■ Aufgaben zur Übung ■
(1) Beantworte anhand des Textes über die Wärmeversorgung diese Fragen:
(a) Ab welchem Jahr dürfte sich das Heizen mit Erdgas laut Vollkostenvergleich signifikant verteuern?
(b) In welchen Teilen der Stadt identifiziert die Studie unter anderem Fokusgebiete für eine leitungsgebundene Wärmeversorgung?
(c) Welche Funktion hat Michael Bußmann?
(2) Kopiere aus dem Text über die Wärmeversorgung den Abschnitt wortgetreu, beginnend mit „Zielszenario: Leitungsgebundene Wärme“ und weiter bis einschließlich „oder Holzpellets verteuern.“.

─── Vorliegender Text ───

Zielszenario: Leitungsgebundene Wärme und individuelle Lösungen
Im Zielszenario nimmt die Studie – neben potenziellen Gebieten für eine leitungsgebundene Wärmeversorgung – verschiedene Gebäudetypen und deren mögliche Heizsysteme in den Blick. Betrachtet wurden der Einsatz von Luft-Wasser-Wärmepumpen, von Sole-Wasser-Wärmepumpen auf der Grundlage von Geothermie, von Holzpellet-Heizungen, von Gasthermen, die perspektivisch mit alternativen Brennstoffen betrieben werden, sowie von Kombi-Systemen (Gastherme+Wärmepumpe). Im Vollkostenvergleich bis 2045 zeigt sich: Die heute günstigste Variante (Heizen mit Erdgas) dürfte sich ab 2028 moderat, ab 2035 signifikant gegenüber anderen Systemen wie Wärmepumpen oder Holzpellets verteuern.
Fokusgebiete für weitere Untersuchungen
Für eine leitungsgebundene Wärmeversorgung identifiziert die Studie Fokusgebiete, unter anderem in Teilen von Püsselbüren sowie in der südlichen Innenstadt. Dort bieten sich Machbarkeitsstudien an, um Realisierbarkeit und Bezahlbarkeit von leitungsgebundener Wärme zu prüfen. Für weite Teile der Stadt zeichnet sich für die Zukunft eine dezentrale Versorgung ab. Dort müssen die Verbraucherinnen und Verbraucher individuell über ihre zukünftiges Heizsystem entscheiden. Sicher ist: Der Einsatz von Strom beim Heizen wird an Bedeutung gewinnen. Wie Michael Bußmann, Technischer Leiter der Stadtwerke-Netzgesellschaft SWTE Netz, erläuterte, richtet sich die Zielnetzplanung im Stromnetz an dieser Entwicklung aus. Sprich: Die Stromnetze werden weiter verstärkt. Mathias Walke, für die kommunale Wärmeplanung zuständiger Projektleiter der SWTE Netz, gab abschließend einen Überblick über Förderprogramme zum Bau von Wärmenetzen. Diese müssten in der Bauleitplanung zu einem frühen Zeitpunkt mitbedacht werden.

─── Bereitgestellte Daten ───

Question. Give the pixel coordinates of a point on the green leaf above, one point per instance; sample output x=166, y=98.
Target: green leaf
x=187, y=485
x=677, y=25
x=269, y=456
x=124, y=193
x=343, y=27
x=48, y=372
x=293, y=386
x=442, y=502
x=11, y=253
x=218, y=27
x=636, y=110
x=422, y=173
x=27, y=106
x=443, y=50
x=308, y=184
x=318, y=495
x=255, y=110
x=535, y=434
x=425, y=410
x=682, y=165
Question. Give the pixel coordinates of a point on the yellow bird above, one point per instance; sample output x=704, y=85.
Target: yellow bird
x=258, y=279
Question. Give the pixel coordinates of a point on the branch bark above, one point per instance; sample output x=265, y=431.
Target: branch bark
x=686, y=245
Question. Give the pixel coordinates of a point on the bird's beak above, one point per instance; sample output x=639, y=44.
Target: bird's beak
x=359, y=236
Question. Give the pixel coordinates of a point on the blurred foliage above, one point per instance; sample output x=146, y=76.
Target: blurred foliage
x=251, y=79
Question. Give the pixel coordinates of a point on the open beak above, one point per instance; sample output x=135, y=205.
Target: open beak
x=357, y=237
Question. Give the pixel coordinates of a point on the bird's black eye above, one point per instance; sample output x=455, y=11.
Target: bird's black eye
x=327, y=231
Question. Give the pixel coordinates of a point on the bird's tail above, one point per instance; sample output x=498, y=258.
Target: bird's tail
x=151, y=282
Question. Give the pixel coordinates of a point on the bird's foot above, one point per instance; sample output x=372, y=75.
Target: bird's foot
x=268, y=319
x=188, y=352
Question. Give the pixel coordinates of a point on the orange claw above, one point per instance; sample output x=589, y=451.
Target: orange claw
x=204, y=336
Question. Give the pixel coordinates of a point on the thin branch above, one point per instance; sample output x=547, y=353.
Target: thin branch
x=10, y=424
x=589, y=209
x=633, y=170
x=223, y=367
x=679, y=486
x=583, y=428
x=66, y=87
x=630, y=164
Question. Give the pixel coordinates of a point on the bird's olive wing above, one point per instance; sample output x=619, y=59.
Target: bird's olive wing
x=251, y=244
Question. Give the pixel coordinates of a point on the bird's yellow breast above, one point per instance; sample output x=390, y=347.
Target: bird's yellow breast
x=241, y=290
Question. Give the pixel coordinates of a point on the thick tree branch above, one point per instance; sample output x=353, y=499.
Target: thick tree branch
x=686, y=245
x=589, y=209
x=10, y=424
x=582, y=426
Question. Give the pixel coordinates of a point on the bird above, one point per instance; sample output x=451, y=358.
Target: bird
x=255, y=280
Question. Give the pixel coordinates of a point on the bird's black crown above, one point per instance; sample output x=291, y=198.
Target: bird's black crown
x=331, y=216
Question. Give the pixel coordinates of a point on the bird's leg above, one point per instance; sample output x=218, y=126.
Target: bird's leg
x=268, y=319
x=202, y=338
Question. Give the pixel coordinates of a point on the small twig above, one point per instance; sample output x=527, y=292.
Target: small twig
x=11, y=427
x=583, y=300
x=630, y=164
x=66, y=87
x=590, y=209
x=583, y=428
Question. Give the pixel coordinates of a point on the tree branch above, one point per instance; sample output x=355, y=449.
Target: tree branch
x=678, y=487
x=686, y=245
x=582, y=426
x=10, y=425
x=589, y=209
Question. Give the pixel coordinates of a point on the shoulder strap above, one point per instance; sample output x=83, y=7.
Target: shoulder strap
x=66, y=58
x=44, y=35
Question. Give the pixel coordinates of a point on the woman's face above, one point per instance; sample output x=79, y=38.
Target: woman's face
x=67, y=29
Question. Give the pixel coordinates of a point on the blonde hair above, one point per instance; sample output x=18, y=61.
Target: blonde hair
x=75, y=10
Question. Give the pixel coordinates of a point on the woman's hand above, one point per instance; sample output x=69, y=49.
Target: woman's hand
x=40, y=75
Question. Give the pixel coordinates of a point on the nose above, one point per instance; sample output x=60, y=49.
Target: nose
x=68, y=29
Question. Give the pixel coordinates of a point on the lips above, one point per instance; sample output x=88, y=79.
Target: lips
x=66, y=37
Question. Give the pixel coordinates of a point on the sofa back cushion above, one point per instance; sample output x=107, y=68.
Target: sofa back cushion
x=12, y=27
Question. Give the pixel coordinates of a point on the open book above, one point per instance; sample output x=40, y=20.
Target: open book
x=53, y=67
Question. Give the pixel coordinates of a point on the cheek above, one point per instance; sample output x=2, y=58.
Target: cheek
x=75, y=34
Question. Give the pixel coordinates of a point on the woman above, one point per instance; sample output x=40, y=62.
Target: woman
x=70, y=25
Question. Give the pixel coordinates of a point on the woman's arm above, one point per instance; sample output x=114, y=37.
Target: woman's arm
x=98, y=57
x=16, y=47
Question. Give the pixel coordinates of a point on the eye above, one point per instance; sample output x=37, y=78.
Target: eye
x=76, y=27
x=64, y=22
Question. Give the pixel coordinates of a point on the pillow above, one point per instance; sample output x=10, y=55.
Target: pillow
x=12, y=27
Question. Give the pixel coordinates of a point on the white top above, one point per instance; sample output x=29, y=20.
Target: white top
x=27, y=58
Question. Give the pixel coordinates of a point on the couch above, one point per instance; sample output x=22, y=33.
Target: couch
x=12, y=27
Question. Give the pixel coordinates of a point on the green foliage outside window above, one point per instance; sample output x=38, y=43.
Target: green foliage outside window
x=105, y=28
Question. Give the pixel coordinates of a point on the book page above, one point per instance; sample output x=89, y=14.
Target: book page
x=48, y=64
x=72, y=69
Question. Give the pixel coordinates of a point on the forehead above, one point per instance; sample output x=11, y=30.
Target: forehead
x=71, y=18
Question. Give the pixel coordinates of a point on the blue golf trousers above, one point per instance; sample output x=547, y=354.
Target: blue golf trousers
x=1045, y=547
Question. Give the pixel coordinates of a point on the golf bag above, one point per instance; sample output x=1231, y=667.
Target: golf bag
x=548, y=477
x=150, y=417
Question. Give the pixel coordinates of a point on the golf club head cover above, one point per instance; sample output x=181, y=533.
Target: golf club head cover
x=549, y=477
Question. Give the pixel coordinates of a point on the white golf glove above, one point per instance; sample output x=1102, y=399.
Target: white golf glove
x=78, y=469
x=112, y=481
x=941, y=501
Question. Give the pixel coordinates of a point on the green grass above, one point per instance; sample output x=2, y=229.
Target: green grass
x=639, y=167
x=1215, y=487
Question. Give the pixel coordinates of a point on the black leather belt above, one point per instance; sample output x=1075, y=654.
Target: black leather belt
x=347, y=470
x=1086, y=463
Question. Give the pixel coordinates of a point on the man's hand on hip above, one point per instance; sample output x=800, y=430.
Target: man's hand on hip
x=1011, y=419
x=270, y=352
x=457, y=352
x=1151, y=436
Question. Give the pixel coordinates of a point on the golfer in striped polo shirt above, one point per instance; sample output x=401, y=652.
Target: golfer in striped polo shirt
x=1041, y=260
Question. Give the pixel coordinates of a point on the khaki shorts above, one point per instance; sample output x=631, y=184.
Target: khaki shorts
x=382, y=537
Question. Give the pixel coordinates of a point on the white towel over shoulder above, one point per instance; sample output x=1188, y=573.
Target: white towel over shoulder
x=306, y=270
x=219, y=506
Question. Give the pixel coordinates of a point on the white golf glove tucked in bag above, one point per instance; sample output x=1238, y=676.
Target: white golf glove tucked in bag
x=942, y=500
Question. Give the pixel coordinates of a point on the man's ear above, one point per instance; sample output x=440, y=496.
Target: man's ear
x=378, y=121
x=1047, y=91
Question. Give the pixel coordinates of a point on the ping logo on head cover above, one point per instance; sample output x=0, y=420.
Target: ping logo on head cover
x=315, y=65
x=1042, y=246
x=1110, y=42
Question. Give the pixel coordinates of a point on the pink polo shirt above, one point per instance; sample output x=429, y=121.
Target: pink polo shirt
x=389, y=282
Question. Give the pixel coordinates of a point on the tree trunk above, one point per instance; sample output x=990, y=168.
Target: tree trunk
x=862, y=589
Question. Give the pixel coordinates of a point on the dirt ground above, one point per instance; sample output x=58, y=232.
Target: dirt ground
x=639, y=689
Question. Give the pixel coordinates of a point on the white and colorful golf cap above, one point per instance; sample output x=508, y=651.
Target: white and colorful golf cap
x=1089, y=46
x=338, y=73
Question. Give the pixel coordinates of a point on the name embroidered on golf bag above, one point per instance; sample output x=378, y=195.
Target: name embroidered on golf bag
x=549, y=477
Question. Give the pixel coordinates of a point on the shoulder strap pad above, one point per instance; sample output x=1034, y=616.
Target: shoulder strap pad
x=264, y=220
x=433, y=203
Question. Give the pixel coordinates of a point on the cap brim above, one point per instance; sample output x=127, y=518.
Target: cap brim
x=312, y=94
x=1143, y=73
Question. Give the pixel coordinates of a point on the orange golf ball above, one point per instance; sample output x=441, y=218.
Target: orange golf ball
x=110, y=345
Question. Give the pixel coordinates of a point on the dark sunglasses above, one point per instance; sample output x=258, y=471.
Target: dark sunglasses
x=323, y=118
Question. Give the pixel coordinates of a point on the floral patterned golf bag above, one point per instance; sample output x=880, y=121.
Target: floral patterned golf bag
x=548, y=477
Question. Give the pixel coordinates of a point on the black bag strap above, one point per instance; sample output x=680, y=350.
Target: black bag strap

───

■ Antworten zu Aufgaben ■
(1)
(a) Ab 2035.
(b) In Teilen von Püsselbüren sowie in der südlichen Innenstadt.
(c) Er ist Technischer Leiter der Stadtwerke-Netzgesellschaft SWTE Netz.

(2)
Zielszenario: Leitungsgebundene Wärme und individuelle Lösungen
Im Zielszenario nimmt die Studie – neben potenziellen Gebieten für eine leitungsgebundene Wärmeversorgung – verschiedene Gebäudetypen und deren mögliche Heizsysteme in den Blick. Betrachtet wurden der Einsatz von Luft-Wasser-Wärmepumpen, von Sole-Wasser-Wärmepumpen auf der Grundlage von Geothermie, von Holzpellet-Heizungen, von Gasthermen, die perspektivisch mit alternativen Brennstoffen betrieben werden, sowie von Kombi-Systemen (Gastherme+Wärmepumpe). Im Vollkostenvergleich bis 2045 zeigt sich: Die heute günstigste Variante (Heizen mit Erdgas) dürfte sich ab 2028 moderat, ab 2035 signifikant gegenüber anderen Systemen wie Wärmepumpen oder Holzpellets verteuern.